### Supplied text
· · ·

It’s easy to get bogged down by the daily grind and feel “stuck” in your own life. Between demands at work and home, it’s hard to find a moment for yourself to assess where you are and where you’re headed; meanwhile, those around you may not always have the best advice on how to get out of the rut.
Here, Laura Gassner Otting shares 5 tips on how to ignore the naysayers and do what’s best for you.
1. Don’t give a vote to people who shouldn’t even have a voice. Let’s face it: most of the people who give you advice—telling you to slow down, take smaller risks, dream a little more realistically—are doing so from a place of fear and anxiety, not about your life but about their own. Stop letting your audacity be constrained by the limits of other people’s imaginations. Politely excuse yourself from taking every opinion as fiat, weighing them all with equal measure, and allow yourself to be your own dog, run your own race, carve your own path. And all those voices questioning your choices and telling you what you should do and need to do? They simply don’t get a vote—unless you give it to them. And that includes that voice inside your own head. How? It’s time to say, “Screw the Joneses.”
2. Your fourth grade teacher was wrong about you. Back in middle school, we were taught to pursue the gold stars, get the good grades, and shine across the board. We had no say in the skills that got rewarded, and often what we were rewarded for was different from what we loved. So, rather than picking a path based on what makes us special—what we like, what we do well, and where we shine—most of us are forced to pick our path early, based on values attached by others and on interests that aren’t our calling. Remember that fourth grade teacher who said that you should become a doctor, a lawyer, an accountant? They possessed no crystal ball, yet we internalized their notions as predictions rather than simply suggestions. What if, just what if, that prediction based on nothing more than anecdotal information gathered at a specific moment in time, when we still let our mothers cut our hair and pick out our picture-day outfits, was wrong? How? Learn when to say yes.

· · ·

Boundary labeling items
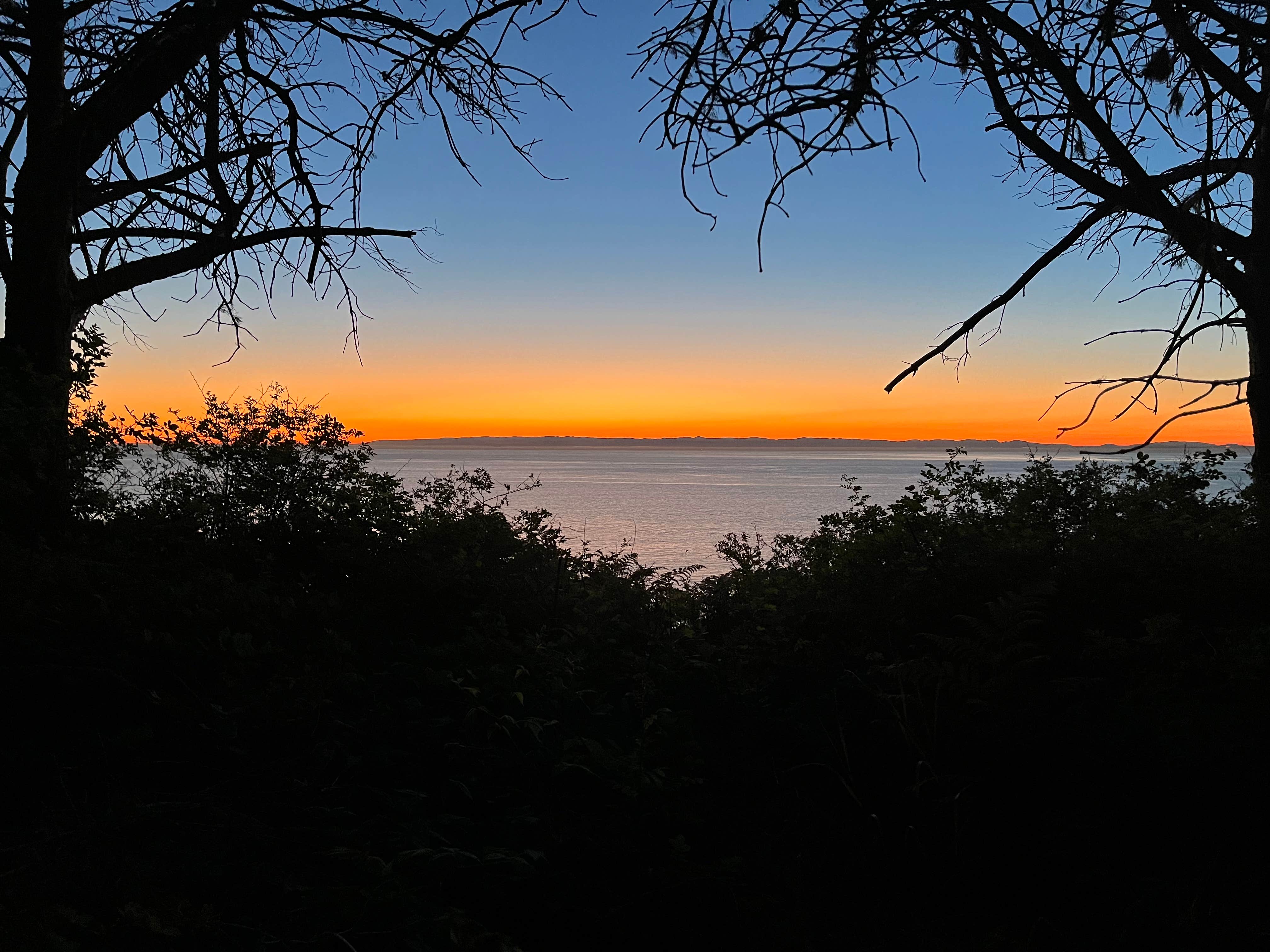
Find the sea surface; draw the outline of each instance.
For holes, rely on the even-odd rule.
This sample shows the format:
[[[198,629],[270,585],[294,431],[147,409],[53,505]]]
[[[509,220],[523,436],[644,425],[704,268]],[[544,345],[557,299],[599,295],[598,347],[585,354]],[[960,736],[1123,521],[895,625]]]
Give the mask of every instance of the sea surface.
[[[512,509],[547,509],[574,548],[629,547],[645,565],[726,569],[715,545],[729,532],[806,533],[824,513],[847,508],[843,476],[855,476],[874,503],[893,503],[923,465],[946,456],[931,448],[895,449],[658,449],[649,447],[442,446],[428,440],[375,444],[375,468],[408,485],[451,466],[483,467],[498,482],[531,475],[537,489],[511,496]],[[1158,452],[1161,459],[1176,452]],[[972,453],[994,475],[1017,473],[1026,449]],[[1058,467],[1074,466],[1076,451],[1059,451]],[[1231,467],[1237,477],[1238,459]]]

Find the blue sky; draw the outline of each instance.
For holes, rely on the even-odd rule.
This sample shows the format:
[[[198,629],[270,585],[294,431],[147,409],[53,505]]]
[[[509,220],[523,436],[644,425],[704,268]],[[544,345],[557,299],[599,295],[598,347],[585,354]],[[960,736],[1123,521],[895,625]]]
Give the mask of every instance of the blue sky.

· · ·

### Set problem 1
In the text about ignoring the naysayers, which careers did the fourth grade teacher say you should go into? Name every one.
### Set problem 2
Carry on the tips on ignoring the naysayers, starting right after the last line shown.

### Task response 1
Doctor, lawyer, and accountant.

### Task response 2
3. You can’t be insatiably hungry for someone else’s goals. In twenty years of doing executive search, I saw one lesson come to life over and over again: the most successful people are never the ones who simply want the right marriage, or the perfect children, or the next promotion to the next big job just because that’s what is expected. Instead, they’re the ones who are so hungry for their own self-determined goals that they are intrinsically motivated to go after them. The most flourishing, most fulfilled workers are the ones who do the extra work, in the dark, when no one sees—the ones who own up to their BHAGs and are willing to dig deep and fight like hell to bring them to fruition. They do it for themselves, because they want to achieve those goals so badly that they can’t not do it. They know that leaning into those goals will contribute to the life they want to live, and they are insatiably hungry for that version of success. And you just can’t be insatiably hungry for someone else’s version of success, for someone else’s goal, for someone else’s cause. How? Own your own dreams.
4. Ambition is not a dirty word. Ambition has gotten a bad rap of late. It’s a dirty word—even more so if you are a woman. (Oh, she’s so ambitious!) Part of the reason we’ve lost ownership of our unspoken dreams—those dreams so big and so scary and so exciting that we dare not say them out loud—is that we’ve been persuaded to allow our ambition to be subsumed into something that is more socially acceptable: faux humility. But I’d ask you this: Why do you want to get ahead? What do you want to do with that power? Do you want to change your family, your community, your country, your world? Do you want to make a mark, large or small, on this earth? What kind of life do you want to live? How do you want to raise your family? Do you want to give back? If being in that elevated position, with that increased salary and that greater voice of leadership, allows you to make more of an impact on the very calling that you hold dear, it’s more than just your ambition. It’s your responsibility. How? Know your value.
5. Get Clarity on Your Consonance. I’ve come to understand that in order for your life to feel right for you, it has to actually be right for you. The most powerful way to insulate yourself from the misguided, happiness-eroding (and often uninvited) opinions of others is to stop doubting your own damn self, and that comes from having the confidence in the choices you make and the chances you take. It comes from finding, exploring, and leaning into your own personal consonance, that which puts you in flow, in alignment, and makes you bulletproof, where the life you are living feels purposeful…to you. How? Find your “family.”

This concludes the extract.